======== Record set ========
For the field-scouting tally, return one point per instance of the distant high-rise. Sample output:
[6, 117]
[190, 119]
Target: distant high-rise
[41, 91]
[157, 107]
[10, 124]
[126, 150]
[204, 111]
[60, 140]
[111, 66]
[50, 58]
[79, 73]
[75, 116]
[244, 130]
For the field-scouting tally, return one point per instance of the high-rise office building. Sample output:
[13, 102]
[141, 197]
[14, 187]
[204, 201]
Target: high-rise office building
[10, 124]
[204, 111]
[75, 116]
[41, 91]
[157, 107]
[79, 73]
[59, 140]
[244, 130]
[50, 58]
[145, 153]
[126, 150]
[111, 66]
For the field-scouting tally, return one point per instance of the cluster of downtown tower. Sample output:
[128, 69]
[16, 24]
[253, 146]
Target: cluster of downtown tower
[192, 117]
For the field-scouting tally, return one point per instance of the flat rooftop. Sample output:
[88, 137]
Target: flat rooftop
========
- **Brief**: Return each line of the records above verbatim and in its original order, from the first line through the last, with no alteration.

- **Answer for the task**:
For the field-scouting tally, return one point per instance of the distant high-rise. Sample output:
[6, 117]
[190, 119]
Target: distant high-rise
[41, 91]
[157, 107]
[10, 124]
[126, 150]
[204, 111]
[60, 140]
[111, 66]
[50, 58]
[79, 73]
[75, 116]
[244, 130]
For the field-scouting tally, return one point per instance of the high-rise office building. Sample output:
[13, 102]
[141, 197]
[14, 187]
[204, 201]
Target: high-rise office building
[10, 124]
[204, 111]
[75, 116]
[41, 91]
[157, 107]
[79, 73]
[59, 140]
[244, 130]
[50, 58]
[145, 153]
[126, 150]
[111, 66]
For the field-scouting tally, return one point per instance of the cluster of downtown tower. Sample output:
[128, 69]
[16, 24]
[253, 146]
Target: cluster of downtown tower
[192, 117]
For the field-scouting tally, return one point per instance of the flat rooftop. Sample output:
[88, 137]
Target: flat rooftop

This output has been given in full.